Segment Start: Entries shown

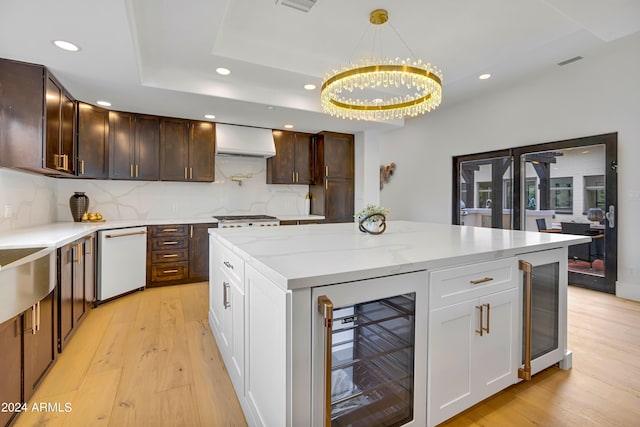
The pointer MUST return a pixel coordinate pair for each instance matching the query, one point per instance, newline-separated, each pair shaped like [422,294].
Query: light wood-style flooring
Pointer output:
[149,359]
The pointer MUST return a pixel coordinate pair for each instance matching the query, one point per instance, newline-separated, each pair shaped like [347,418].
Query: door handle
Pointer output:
[611,216]
[325,308]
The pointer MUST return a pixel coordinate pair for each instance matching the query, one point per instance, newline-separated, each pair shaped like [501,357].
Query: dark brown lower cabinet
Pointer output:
[10,367]
[40,344]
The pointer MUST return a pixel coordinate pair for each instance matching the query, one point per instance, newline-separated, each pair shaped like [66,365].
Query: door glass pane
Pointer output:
[545,282]
[373,362]
[486,192]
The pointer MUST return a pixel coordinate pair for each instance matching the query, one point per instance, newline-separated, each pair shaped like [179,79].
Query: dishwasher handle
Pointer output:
[133,233]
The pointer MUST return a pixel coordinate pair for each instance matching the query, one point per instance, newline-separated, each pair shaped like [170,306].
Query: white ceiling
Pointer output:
[160,56]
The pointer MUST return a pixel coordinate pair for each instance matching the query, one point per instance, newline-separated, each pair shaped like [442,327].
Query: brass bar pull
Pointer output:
[225,295]
[33,319]
[488,316]
[325,308]
[133,233]
[38,316]
[525,373]
[483,280]
[481,330]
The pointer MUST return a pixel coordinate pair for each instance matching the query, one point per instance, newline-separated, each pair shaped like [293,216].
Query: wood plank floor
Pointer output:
[149,359]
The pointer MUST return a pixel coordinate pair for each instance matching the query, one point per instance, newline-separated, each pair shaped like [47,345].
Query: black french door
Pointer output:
[551,187]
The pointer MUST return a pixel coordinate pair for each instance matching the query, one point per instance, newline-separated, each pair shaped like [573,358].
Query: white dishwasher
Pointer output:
[122,261]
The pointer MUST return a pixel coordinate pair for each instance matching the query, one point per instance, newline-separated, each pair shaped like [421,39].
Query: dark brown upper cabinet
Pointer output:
[134,146]
[93,142]
[293,162]
[187,150]
[37,118]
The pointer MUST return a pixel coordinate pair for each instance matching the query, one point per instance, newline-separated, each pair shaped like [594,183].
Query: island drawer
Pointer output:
[232,265]
[454,285]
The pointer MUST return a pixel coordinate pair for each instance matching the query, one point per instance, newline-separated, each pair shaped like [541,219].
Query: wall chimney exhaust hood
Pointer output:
[244,141]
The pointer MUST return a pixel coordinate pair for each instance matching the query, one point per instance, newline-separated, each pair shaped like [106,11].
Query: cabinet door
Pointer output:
[121,145]
[65,293]
[281,167]
[147,147]
[451,337]
[303,158]
[39,345]
[10,365]
[53,122]
[67,131]
[338,200]
[174,150]
[202,151]
[199,251]
[21,110]
[338,151]
[93,142]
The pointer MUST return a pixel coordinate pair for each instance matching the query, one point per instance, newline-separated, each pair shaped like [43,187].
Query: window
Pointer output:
[594,192]
[484,194]
[562,195]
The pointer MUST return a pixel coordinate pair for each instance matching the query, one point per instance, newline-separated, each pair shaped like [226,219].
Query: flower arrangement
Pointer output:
[372,219]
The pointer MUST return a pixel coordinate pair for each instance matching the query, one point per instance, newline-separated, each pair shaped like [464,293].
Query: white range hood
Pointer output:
[244,141]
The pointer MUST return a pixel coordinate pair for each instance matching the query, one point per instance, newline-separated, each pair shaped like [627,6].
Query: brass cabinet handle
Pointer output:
[325,308]
[488,316]
[225,295]
[483,280]
[481,329]
[527,267]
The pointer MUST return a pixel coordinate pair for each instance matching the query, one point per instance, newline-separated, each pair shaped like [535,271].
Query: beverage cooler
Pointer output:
[369,354]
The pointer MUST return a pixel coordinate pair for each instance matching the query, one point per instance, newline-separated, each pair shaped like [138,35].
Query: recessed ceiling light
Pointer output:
[66,45]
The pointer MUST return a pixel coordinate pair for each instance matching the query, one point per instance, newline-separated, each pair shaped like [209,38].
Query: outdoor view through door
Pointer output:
[560,187]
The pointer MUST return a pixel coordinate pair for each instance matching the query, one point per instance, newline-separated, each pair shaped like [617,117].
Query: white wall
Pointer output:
[596,95]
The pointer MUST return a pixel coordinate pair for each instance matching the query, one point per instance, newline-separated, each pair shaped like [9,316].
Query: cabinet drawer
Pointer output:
[169,230]
[232,265]
[169,256]
[168,272]
[458,284]
[169,242]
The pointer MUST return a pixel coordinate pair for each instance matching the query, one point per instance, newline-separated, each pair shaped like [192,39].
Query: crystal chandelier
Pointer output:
[381,88]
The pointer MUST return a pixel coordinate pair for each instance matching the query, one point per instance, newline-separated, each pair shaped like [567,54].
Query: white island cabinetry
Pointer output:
[451,312]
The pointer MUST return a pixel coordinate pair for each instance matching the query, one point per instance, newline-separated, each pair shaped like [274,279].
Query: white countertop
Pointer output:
[314,255]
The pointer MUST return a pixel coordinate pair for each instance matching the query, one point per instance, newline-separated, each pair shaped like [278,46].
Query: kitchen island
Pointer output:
[405,328]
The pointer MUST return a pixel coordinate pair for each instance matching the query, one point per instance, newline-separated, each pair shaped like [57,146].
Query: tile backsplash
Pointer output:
[37,200]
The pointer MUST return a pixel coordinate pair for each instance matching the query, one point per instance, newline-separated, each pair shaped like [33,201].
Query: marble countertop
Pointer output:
[315,255]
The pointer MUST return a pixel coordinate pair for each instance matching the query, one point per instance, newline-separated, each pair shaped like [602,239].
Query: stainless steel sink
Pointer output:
[27,275]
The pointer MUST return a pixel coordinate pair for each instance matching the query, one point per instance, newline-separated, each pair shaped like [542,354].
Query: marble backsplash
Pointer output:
[37,200]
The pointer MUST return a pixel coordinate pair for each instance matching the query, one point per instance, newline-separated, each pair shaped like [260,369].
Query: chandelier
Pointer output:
[381,88]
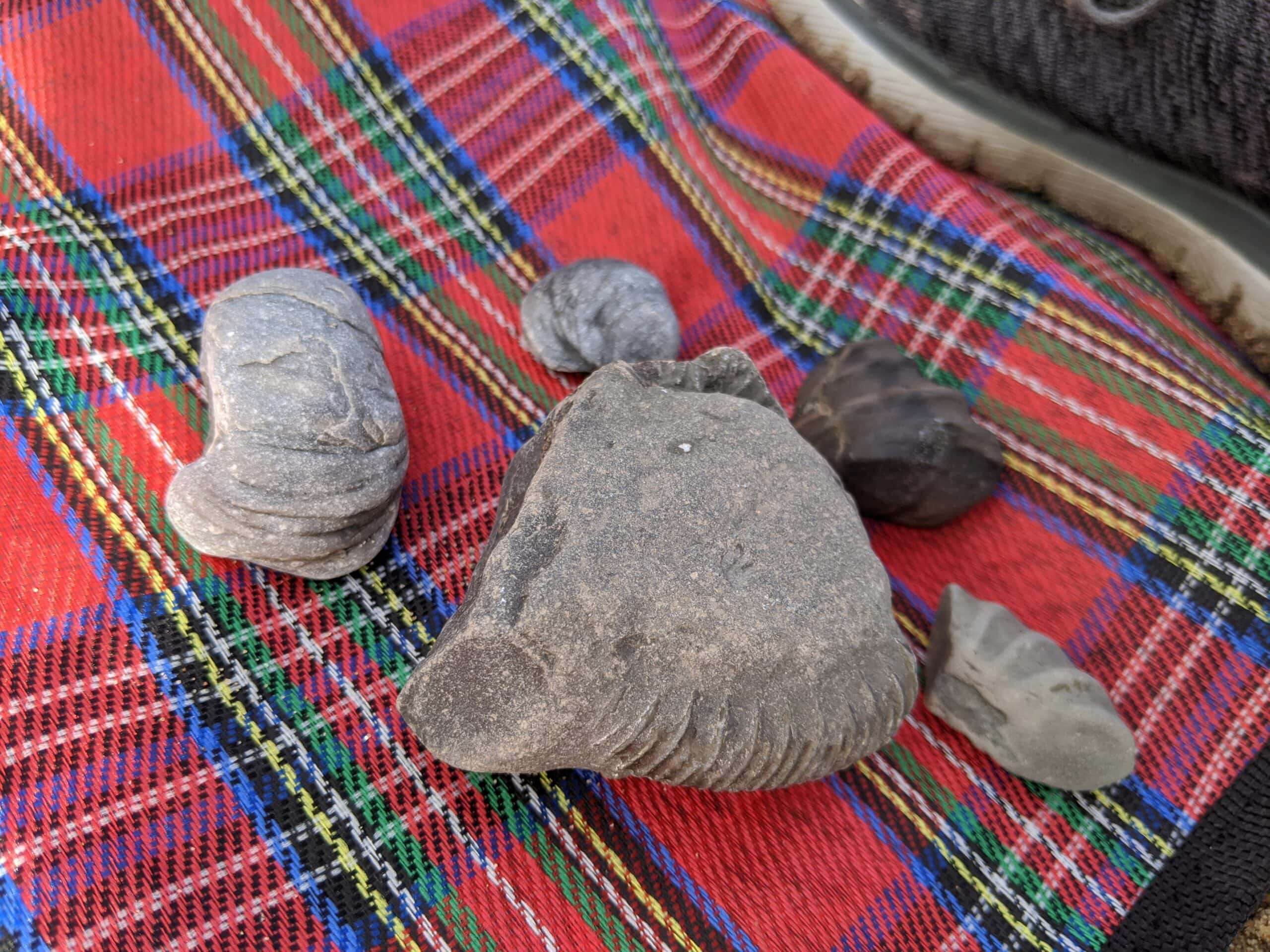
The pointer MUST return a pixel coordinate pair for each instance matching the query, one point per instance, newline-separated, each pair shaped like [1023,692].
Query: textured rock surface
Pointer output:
[596,311]
[906,448]
[676,588]
[1019,699]
[307,448]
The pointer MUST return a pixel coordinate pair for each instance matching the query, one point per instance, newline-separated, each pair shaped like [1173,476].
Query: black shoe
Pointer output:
[1151,117]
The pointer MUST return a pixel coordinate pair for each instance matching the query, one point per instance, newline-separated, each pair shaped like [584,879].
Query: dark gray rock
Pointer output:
[596,311]
[307,448]
[677,588]
[1019,699]
[906,448]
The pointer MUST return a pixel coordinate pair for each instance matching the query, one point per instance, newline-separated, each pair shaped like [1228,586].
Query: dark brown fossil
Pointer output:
[906,448]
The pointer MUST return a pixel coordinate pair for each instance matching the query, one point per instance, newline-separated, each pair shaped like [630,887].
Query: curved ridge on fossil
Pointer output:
[307,445]
[677,588]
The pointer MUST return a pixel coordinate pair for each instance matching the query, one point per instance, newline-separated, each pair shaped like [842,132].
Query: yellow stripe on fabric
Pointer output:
[1126,817]
[986,894]
[1136,532]
[56,196]
[919,635]
[244,119]
[429,153]
[397,604]
[319,819]
[636,121]
[987,277]
[619,867]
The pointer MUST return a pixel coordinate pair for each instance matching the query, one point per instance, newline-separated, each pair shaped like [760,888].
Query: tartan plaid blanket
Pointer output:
[203,754]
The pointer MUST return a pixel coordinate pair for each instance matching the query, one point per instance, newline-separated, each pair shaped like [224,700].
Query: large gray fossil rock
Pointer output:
[1019,699]
[307,448]
[906,448]
[596,311]
[677,588]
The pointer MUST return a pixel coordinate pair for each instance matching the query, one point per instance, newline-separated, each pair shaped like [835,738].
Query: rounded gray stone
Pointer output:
[596,311]
[906,448]
[1020,700]
[677,588]
[307,446]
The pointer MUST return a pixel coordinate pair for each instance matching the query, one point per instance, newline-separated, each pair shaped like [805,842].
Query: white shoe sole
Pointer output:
[1216,244]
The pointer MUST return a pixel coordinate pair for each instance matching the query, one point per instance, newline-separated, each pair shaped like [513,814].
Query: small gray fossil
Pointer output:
[307,448]
[1019,699]
[677,588]
[596,311]
[906,448]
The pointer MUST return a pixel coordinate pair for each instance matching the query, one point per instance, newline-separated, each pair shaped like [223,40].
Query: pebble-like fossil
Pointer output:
[307,448]
[906,448]
[596,311]
[677,588]
[1017,697]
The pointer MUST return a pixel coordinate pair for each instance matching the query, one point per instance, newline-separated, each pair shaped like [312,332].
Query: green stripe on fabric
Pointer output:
[1131,272]
[107,304]
[559,869]
[992,849]
[355,785]
[1099,835]
[239,62]
[1112,380]
[1079,457]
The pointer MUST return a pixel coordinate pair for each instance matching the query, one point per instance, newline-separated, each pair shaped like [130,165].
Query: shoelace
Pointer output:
[1122,17]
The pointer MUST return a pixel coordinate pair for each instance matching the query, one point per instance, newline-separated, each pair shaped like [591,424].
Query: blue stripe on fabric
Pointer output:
[635,148]
[667,864]
[456,158]
[925,867]
[58,791]
[209,743]
[79,532]
[17,921]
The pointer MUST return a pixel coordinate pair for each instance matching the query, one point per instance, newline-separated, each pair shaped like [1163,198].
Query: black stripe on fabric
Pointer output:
[1214,883]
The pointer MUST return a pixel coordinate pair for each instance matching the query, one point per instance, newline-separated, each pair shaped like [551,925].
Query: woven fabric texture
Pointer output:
[202,754]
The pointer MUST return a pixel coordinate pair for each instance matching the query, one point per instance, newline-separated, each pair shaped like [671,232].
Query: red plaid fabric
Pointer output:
[203,754]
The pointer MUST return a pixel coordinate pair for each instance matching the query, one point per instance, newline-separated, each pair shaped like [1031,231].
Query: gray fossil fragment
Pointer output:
[307,448]
[906,448]
[596,311]
[677,588]
[1019,699]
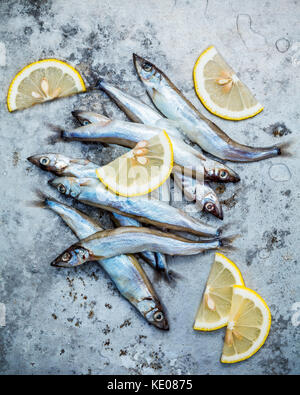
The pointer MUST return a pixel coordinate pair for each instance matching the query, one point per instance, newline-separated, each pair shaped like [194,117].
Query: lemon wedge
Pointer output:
[248,325]
[220,90]
[42,81]
[141,170]
[215,306]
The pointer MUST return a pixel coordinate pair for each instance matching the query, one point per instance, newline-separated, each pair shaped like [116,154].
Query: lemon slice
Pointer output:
[140,170]
[220,90]
[42,81]
[215,306]
[248,325]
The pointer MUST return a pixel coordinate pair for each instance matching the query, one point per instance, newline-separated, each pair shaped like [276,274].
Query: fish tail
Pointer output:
[98,84]
[57,134]
[226,243]
[283,149]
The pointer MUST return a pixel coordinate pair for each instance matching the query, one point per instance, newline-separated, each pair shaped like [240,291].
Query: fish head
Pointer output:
[68,186]
[87,117]
[150,75]
[209,201]
[157,317]
[73,256]
[221,173]
[56,163]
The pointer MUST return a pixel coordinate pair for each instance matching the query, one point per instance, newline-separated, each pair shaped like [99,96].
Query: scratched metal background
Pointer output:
[73,321]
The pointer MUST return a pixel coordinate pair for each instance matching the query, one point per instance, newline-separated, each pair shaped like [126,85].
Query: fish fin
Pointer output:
[58,134]
[283,149]
[42,198]
[226,243]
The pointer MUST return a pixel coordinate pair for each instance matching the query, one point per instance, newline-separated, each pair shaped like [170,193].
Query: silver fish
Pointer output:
[65,166]
[171,102]
[154,212]
[136,110]
[124,270]
[128,134]
[156,260]
[213,170]
[126,240]
[204,196]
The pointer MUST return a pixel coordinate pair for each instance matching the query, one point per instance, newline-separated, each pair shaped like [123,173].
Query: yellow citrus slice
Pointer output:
[248,325]
[220,90]
[140,170]
[215,306]
[42,81]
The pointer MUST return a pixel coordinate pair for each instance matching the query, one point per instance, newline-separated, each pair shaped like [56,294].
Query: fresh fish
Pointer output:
[155,259]
[124,270]
[136,110]
[131,240]
[149,211]
[205,197]
[128,134]
[171,102]
[65,166]
[62,165]
[213,170]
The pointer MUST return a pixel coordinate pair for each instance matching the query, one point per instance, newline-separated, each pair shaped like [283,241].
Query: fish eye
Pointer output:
[44,161]
[158,316]
[81,253]
[61,188]
[223,174]
[209,206]
[147,66]
[66,257]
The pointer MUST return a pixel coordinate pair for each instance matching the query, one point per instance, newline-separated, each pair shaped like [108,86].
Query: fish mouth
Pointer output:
[76,114]
[35,160]
[138,61]
[234,177]
[164,325]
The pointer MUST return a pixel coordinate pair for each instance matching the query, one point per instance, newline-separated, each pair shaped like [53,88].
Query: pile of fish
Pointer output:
[145,227]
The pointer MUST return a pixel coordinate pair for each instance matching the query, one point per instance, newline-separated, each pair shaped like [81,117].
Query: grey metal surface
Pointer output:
[73,321]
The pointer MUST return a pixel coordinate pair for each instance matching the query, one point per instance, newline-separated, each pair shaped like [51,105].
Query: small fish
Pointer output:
[130,240]
[129,134]
[59,164]
[124,270]
[205,197]
[64,166]
[155,259]
[149,211]
[171,102]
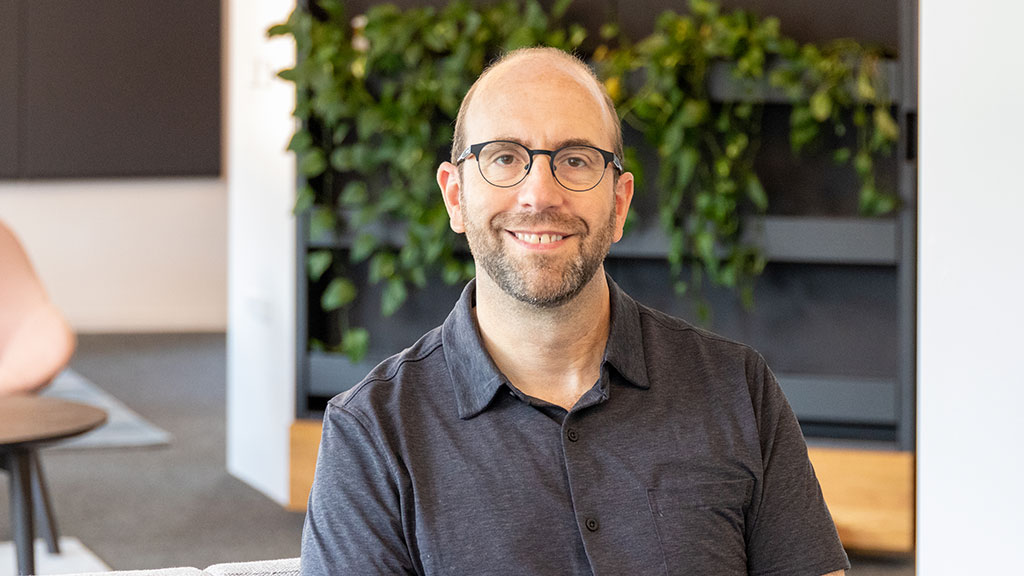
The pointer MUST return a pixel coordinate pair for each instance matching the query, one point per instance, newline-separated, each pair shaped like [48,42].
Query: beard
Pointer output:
[541,280]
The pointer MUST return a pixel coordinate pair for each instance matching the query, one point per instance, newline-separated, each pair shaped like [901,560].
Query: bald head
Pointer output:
[539,65]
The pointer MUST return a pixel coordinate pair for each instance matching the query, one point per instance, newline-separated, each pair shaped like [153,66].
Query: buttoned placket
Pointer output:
[580,471]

Segment End: Entries shown

*What to do:* Out of the data above, transcribe exactly and only the lines starting with the line that has "Query: white range hood" and going on through the line that has "Query: brass cabinet handle", both included.

*Finished exercise:*
Query: white range hood
Pointer output:
[244,141]
The pointer MUST return a pixel coordinate pair for each instance matching the query, one point per instance, newline-separated, each pair shaped like [627,6].
Query: brass cabinet handle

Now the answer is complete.